• _INFORMATION SHOWN_
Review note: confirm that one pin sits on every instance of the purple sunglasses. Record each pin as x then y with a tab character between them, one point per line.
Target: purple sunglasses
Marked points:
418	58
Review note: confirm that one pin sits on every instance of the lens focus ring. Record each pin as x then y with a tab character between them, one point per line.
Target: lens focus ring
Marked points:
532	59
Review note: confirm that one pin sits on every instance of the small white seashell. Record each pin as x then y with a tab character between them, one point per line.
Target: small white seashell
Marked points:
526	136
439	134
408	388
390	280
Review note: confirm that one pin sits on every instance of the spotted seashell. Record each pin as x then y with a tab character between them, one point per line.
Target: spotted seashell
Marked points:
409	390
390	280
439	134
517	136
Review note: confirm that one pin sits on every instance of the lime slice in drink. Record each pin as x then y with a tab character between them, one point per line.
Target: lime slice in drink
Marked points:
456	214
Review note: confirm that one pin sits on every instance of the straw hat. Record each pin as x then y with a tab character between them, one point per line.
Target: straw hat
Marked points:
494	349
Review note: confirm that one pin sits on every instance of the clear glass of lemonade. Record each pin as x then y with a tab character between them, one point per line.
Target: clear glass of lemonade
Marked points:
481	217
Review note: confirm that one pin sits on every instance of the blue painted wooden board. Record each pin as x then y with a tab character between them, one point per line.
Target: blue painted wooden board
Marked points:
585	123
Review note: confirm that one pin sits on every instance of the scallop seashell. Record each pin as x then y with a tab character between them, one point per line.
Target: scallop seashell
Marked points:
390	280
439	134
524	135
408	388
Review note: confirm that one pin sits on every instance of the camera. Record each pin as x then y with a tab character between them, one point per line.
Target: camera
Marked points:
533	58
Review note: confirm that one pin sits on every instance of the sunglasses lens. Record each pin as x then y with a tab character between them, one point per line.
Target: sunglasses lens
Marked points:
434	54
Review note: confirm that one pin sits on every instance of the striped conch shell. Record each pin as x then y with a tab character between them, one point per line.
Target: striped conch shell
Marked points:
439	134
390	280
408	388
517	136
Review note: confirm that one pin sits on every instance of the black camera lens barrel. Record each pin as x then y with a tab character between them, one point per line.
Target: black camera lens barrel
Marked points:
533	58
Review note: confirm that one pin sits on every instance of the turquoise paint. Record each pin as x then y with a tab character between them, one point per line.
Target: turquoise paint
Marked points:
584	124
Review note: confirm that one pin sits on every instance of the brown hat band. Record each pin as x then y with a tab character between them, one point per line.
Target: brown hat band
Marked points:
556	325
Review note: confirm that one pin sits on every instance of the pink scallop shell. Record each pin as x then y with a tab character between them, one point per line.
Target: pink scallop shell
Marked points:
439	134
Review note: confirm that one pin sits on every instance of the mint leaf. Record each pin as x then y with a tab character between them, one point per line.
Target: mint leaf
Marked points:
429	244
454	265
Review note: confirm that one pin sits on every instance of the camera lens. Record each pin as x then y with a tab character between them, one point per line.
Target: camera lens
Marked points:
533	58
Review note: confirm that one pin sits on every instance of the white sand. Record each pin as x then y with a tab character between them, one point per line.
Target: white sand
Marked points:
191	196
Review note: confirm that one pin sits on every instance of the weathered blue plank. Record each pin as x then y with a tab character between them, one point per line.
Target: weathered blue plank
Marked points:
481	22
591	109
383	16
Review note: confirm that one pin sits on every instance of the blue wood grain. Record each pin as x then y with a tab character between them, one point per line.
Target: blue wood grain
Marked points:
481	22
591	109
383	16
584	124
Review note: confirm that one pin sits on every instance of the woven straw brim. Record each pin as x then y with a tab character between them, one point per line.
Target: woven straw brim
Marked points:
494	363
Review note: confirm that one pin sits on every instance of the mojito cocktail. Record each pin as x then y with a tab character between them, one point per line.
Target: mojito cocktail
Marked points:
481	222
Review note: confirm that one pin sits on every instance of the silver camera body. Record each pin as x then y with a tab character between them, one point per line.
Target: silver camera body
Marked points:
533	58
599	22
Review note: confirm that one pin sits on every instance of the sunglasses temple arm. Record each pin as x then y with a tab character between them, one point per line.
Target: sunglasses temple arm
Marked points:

• _WHAT THE TASK ASKS_
The material must be duplicated in full, with each line kept exact.

• _THE ANSWER_
Review note: confirm that one pin sits on every instance of the purple sunglasses. Record each pin as x then y with a tab character between them, one point per line.
Target: purple sunglasses
Marked points:
418	58
Review note: confirm that one pin sits on every instance of the lens focus ring. Record each pin as x then y with a tab character between them, one point per line.
Target: lens focus ring
Marked points:
532	59
Review note: confirm that one pin sits on every instance of the small white seashell. Record each pin as x then y with a tab character between them, one point per line.
Target: small white seashell
Marked points:
526	136
439	134
408	388
390	280
Review note: confirm that one pin sits on every instance of the spotted seashell. Record each pin as x then y with a tab character between them, one point per line.
Target: spotted seashell
Marked points:
409	390
390	280
439	134
517	136
Review note: confirm that one pin sits on every instance of the lime slice in drink. Record each pin as x then y with a tab character between them, one point per line.
Target: lime slice in drink
Marked points:
456	214
Review note: confirm that one pin sits on every instance of the straw hat. Record each pin as x then y with a tab character between them, one point per line.
Target: straw hat
Marked points:
494	349
Review note: confirm that one pin sits on every instance of the clear glass of lemonade. Record each pin as x then y with a tab character between them, one point per line.
Target: clear glass of lemonade
Marked points:
481	217
Review note: confirm that one pin sits on every instance of the blue painted wooden board. Record each pin as x then y with a tab character between them, one point per line.
Target: blue painted wooden board
Marked points:
585	123
Review note: confirm that one pin sits on every instance of the scallop seashell. Record each pin as x then y with a tab character between them, one point per line.
Target: scallop seashell
Marked points:
390	280
439	134
524	135
408	388
Review note: confirm that one pin sits on every instance of the camera. Record each pin as x then y with a tab character between them, one point per line.
Target: camera
Marked points:
533	58
Review note: confirm that one pin sits on every instance of the sunglasses lens. Record each pin as x then y with a tab character between them, one point per line.
Target: sunglasses lens
Marked points:
434	54
Review note: confirm that one pin sits on every instance of the striped conch shell. Record each pin as x then y with a tab character between them, one point per line.
Target: striped conch shell
Marked points:
439	134
390	280
408	388
517	136
Review note: confirm that one pin sits on every instance of the black camera lens barrel. Record each pin as x then y with a tab character between them, one point per line.
Target: black camera lens barrel
Marked points:
533	58
Review note: confirm that one pin sits on every instance of the turquoise paint. Record each pin as x then y with a tab character between them, one point per line.
Target: turquoise paint
Marked points:
584	124
Review note: confirm that one pin sits on every instance of the brown hat band. Record each pin as x then y with a tab character between them, one point per line.
Target: brown hat band
Marked points:
556	325
Review note: confirm that one pin sits on every instance of the pink scallop shell. Record each pin as x then y with a tab character between them, one point per line.
Target: pink scallop shell
Marked points:
439	134
Review note: confirm that one pin sits on every instance of the mint leaf. Record each pin as x then y with a tab character between them, one point per line.
Target: mint leaf
Marked points:
429	244
454	265
Review note: confirm that one pin sits on every instance of the camera lens. Record each pin as x then y with a tab character between them, one point per line.
Target: camera lens
Marked points:
533	58
Review note: confirm that one pin sits on every instance of the white sand. Record each pin as x then y with a tab character between them, one point per line.
Target: white sand
Marked points:
191	196
Review note: confirm that one pin sits on every instance of the weathered blue plank. Record each pin as x then y with a tab character between them, one point per line.
Target: weathered blue plank
Marked points:
481	22
591	109
383	16
Review note: confirm that one pin sits on every instance of the blue wood grain. Record each pin as x then y with a tab character between them, one point per line.
Target: blue wood grain
Marked points:
481	22
591	109
383	16
584	124
Review note: confirm that one pin sits on every instance of the woven straw brim. Record each pin as x then y with a tab character between them, one point per line.
Target: woven straw brim
Marked points:
494	363
Review note: confirm that one pin sits on every instance of the mojito cocktail. Record each pin as x then y with a tab character between them, one point per line.
Target: mojito cocktail
Marked points:
481	222
Review note: confirm that one pin sits on every instance of the silver camera body. Record each pin as x then y with a tab character between them, one point per line.
Target: silver camera body
Marked points:
533	58
599	22
Review note: confirm that one pin sits on every instance of the sunglasses temple arm. Record each pin as x then y with a tab character between them, one point per line.
Target: sunglasses temple arm
Marked points:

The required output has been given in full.